> _Assigned task_
Copy out, word for word, the lines from the start of the data below through the line containing "positive clicks: (294, 114)", and no others.

> _The data_
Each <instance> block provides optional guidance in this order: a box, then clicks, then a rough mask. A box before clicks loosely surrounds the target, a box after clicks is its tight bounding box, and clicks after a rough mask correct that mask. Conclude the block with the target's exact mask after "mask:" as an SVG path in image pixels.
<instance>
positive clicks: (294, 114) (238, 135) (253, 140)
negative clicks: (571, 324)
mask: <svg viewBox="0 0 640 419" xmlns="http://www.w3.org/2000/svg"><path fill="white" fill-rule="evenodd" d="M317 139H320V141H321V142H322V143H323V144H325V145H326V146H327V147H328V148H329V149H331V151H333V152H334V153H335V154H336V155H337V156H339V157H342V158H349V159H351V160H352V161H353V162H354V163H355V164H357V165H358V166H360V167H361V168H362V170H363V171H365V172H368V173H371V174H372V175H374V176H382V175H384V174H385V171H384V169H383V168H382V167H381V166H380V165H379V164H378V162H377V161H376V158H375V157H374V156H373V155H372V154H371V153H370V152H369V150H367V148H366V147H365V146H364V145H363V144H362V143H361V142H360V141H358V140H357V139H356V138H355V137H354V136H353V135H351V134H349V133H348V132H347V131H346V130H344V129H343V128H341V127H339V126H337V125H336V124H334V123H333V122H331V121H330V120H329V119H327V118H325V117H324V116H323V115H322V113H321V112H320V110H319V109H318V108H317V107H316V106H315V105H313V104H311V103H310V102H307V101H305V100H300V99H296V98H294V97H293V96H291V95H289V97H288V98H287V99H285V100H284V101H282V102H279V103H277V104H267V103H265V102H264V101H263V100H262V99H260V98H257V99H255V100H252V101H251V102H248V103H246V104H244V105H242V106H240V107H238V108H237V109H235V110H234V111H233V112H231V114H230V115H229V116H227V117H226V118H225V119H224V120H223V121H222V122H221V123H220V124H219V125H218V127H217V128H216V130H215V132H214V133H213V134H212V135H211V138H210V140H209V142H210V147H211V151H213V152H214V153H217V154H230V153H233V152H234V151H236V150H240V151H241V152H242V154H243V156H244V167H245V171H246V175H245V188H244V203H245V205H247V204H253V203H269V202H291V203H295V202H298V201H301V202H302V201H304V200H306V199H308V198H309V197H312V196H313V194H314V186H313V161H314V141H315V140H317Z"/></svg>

> _Exercise answer_
Each <instance> block provides optional guidance in this order: a box, then clicks, then a rough mask. A box before clicks loosely surrounds the target, a box after clicks is its tight bounding box, and clicks after a rough mask correct that mask. Conclude the block with the target's exact mask after "mask:" as an SVG path in image pixels.
<instance>
positive clicks: (294, 114) (238, 135) (253, 140)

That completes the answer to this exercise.